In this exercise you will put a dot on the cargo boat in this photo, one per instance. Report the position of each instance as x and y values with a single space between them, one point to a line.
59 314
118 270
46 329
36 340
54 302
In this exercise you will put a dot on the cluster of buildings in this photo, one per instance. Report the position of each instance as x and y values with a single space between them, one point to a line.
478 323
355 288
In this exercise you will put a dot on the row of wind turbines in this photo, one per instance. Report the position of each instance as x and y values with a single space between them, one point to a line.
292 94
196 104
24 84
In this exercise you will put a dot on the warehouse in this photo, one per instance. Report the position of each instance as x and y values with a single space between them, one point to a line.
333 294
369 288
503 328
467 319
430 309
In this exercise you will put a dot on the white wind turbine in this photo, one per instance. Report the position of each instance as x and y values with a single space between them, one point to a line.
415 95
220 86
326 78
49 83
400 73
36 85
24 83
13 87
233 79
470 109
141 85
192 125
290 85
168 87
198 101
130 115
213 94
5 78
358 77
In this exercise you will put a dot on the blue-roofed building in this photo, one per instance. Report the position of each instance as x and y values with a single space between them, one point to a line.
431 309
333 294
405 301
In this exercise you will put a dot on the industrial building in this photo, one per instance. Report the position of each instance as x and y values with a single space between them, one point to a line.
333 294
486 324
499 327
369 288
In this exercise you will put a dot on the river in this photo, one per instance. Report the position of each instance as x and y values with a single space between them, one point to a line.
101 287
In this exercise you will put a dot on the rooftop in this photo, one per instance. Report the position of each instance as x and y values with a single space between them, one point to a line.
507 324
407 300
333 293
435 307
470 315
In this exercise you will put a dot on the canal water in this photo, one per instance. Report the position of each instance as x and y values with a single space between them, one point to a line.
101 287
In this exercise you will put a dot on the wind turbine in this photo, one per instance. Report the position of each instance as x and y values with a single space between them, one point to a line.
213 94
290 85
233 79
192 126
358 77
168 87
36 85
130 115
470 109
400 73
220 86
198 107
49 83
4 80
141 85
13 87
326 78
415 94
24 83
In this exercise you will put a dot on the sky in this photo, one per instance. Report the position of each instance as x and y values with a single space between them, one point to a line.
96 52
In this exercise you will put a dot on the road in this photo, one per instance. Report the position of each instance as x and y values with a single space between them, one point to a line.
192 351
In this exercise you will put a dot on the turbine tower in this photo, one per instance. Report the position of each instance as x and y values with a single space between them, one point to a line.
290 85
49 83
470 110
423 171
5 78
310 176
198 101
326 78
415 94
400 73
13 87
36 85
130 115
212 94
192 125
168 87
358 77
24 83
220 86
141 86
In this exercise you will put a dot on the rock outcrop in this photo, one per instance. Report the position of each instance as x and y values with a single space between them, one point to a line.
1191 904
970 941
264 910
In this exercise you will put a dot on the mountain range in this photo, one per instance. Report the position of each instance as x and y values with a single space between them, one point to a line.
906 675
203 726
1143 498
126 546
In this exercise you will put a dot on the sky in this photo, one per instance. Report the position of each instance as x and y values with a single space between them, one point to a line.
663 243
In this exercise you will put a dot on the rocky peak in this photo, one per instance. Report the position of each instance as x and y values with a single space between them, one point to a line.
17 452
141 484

+ + + + +

> [What is required]:
Extract each line of the listing above, copying it word for word.

> [Task output]:
In this exercise you will put a dot on the cargo boat in this photo, one per instance. Report the position of each instance as x and y values with a single space between them, one point to a line.
59 314
118 270
46 329
36 340
54 302
In this exercise you will put a dot on the cluster of buildings in this photo, one per instance. Report the position of each instance as x and y values with a single space between them, one point to a line.
478 323
355 288
In this exercise you will put a dot on the row of wind turbines in this photo, one per instance. Report the position of each instance as x and y values with a single space between them, one point to a line.
292 94
196 104
24 84
In this exercise you will put a dot on the warehouse in this photo, one per instance. Report the position of each instance as x and y values with a single space between them, one point to a line.
333 294
369 288
503 328
467 319
430 309
In this exercise you will put a dot on the white wind turbine in this photo, one per instance. Report the position of each instance as x and y values with a single space between them, one point to a line.
415 95
220 86
326 78
49 83
400 73
36 85
24 83
13 87
233 79
470 109
141 85
192 125
290 85
168 87
198 101
130 115
213 94
5 78
358 77
In this exercise you will put a dot on the blue-roofed building in this photo, one per instance. Report the position of each instance as x and y values with a single space between them, one point to a line.
431 309
333 294
405 301
In this exercise you will put a dot on the industrial building in this photo, one per instance. Report the position of each instance as x and y values with a single space between them, one point to a line.
333 294
486 324
499 327
369 288
In this exercise you will put a dot on the river in this photo, one per instance. Report the position of each instance as x and y values with a single space between them, one point to a line.
101 287
In this exercise you will put a dot on the rooftop in this photo, one per instance. Report the position of each instance as x and y values with a single space between them, one point to a line.
507 324
407 300
333 293
435 307
470 315
In this exercise you will put a dot on the canal water in this photo, one per instance. Report the position of each instance as x and y values with a single space between them, one point to a line.
101 287
In this exercise you will put a dot on the wind turbine in this photo, one per instance. Report the position of each instance as x and y values with a single space between them, one point to a line.
213 94
290 85
233 79
192 126
358 77
168 87
36 85
130 115
470 109
400 73
220 86
198 107
49 83
4 80
141 85
13 87
326 78
415 94
24 83
In this exercise you will put a dot on the sky in this photo, one per instance. Report the position of each instance as x and y values with a single space between them, one point to a line.
96 52
In this exercise you will put a dot on the road in this photo, one per instance. Report the position of each instance as x and y values with a single space between them, one point to a line.
192 351
In this exercise you will put a dot on the turbine tower in this photo, one per instance. Report the position of each instance as x and y values with a single space between them, one point to a line.
290 85
49 83
470 110
423 171
5 78
310 176
198 101
326 78
415 94
400 73
13 87
36 85
130 115
212 94
192 125
168 87
358 77
24 83
220 86
141 86
In this exercise you will put a dot on the rock outcrop in this photo, one per instance. Report the position of each instance as x and y values with a single space between them, one point to a line.
1191 904
970 941
264 910
In this exercise you will put a dot on the mountain range in this photo, one per instance. Report the position of each instance as x and y values with a single space between them, one point to a line.
906 675
203 726
1143 498
126 546
In this exercise you will put a dot on the sky in this photo, one per instance. Report the position of each instance as x and y values with a single space between them, one point to a line.
663 243
In this exercise you will put a dot on the rocky peak in this photo, one per instance. Report the position of each instance as x and y values with a single space between them, one point to a line.
17 452
141 484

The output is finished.